* Data shown
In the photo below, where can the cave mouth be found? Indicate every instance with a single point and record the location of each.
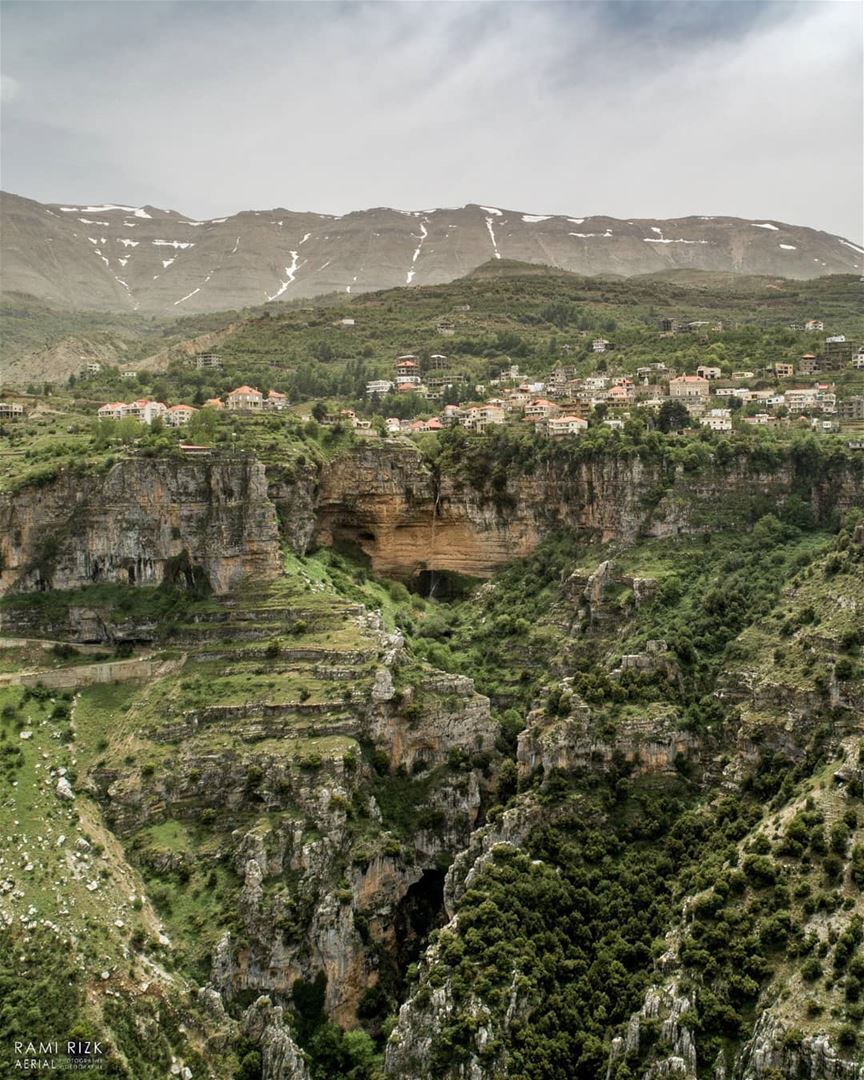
(443, 584)
(419, 912)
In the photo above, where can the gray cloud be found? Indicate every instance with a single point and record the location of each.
(625, 108)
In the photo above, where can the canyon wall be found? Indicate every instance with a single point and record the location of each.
(143, 522)
(406, 517)
(220, 521)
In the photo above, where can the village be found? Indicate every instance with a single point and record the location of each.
(561, 402)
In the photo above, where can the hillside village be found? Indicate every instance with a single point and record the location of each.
(561, 403)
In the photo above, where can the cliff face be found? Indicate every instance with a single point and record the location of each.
(390, 503)
(147, 521)
(144, 522)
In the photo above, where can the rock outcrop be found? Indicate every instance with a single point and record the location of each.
(144, 522)
(219, 521)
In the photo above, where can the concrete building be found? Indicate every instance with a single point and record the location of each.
(688, 388)
(245, 400)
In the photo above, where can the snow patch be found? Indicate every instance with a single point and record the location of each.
(203, 283)
(135, 211)
(291, 272)
(421, 238)
(659, 240)
(491, 235)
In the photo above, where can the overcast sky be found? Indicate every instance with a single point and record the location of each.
(613, 107)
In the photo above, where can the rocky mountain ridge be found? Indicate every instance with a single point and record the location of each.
(124, 258)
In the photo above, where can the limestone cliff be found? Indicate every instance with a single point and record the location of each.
(144, 522)
(219, 520)
(407, 517)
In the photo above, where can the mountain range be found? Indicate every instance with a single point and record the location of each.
(111, 257)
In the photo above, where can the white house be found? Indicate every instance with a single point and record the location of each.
(378, 387)
(717, 419)
(692, 387)
(145, 410)
(566, 426)
(245, 399)
(178, 415)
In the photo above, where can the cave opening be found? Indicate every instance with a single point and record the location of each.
(443, 584)
(419, 912)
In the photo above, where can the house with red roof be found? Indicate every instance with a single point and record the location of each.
(245, 399)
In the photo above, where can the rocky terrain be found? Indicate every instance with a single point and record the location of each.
(154, 522)
(146, 259)
(602, 818)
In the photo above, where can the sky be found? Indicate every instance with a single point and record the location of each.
(630, 108)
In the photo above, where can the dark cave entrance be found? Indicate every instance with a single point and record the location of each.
(443, 584)
(419, 912)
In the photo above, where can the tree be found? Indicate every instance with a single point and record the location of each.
(673, 416)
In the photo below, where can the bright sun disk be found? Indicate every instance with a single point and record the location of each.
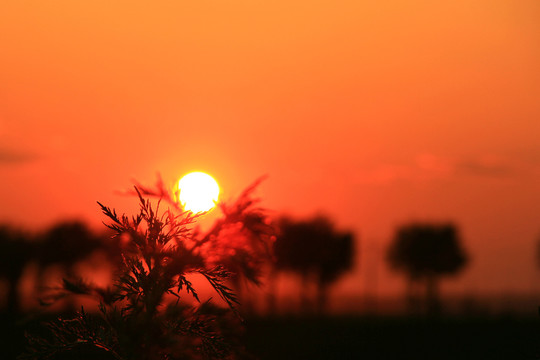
(198, 192)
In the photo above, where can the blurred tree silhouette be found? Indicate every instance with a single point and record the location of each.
(316, 251)
(142, 315)
(65, 245)
(425, 253)
(15, 253)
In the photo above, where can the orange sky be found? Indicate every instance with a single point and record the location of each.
(375, 113)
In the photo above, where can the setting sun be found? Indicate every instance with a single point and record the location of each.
(198, 192)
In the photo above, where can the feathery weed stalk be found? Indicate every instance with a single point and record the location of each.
(142, 315)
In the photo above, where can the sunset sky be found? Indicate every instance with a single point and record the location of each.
(375, 113)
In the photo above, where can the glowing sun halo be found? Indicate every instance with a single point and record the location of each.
(198, 192)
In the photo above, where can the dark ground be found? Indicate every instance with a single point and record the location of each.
(355, 337)
(394, 338)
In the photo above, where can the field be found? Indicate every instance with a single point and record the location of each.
(358, 337)
(394, 338)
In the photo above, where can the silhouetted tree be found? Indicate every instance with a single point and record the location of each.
(425, 253)
(66, 244)
(143, 314)
(15, 252)
(314, 249)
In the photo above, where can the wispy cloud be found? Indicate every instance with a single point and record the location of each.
(15, 157)
(428, 167)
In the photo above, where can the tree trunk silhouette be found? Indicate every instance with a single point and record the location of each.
(13, 303)
(433, 302)
(322, 297)
(305, 302)
(271, 301)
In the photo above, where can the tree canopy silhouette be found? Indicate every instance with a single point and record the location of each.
(426, 252)
(314, 249)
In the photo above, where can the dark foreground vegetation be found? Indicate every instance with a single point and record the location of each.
(360, 337)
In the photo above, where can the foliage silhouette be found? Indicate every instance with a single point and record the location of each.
(425, 253)
(314, 249)
(143, 315)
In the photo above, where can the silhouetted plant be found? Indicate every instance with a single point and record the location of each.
(141, 315)
(425, 253)
(316, 251)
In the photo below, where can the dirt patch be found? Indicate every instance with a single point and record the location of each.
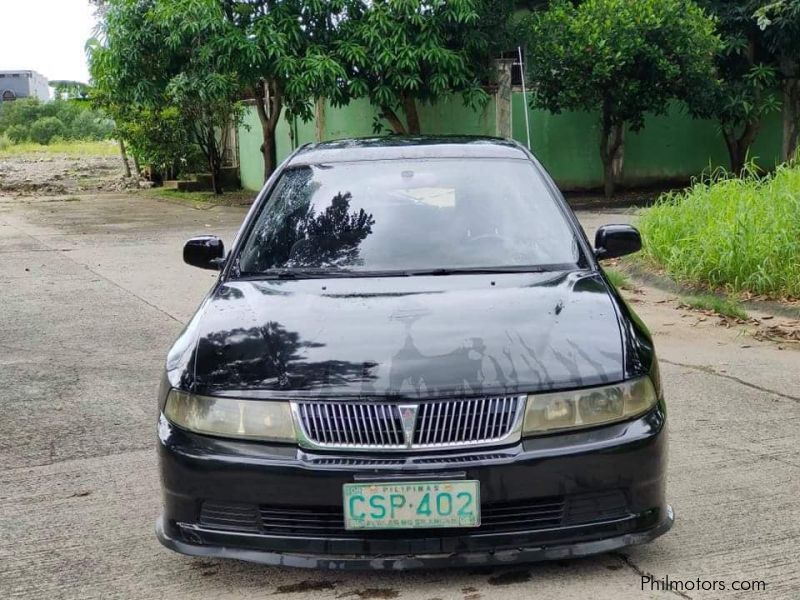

* Given request
Report how many lines in the data above contain the word "village". Give only the number.

* Full answer
2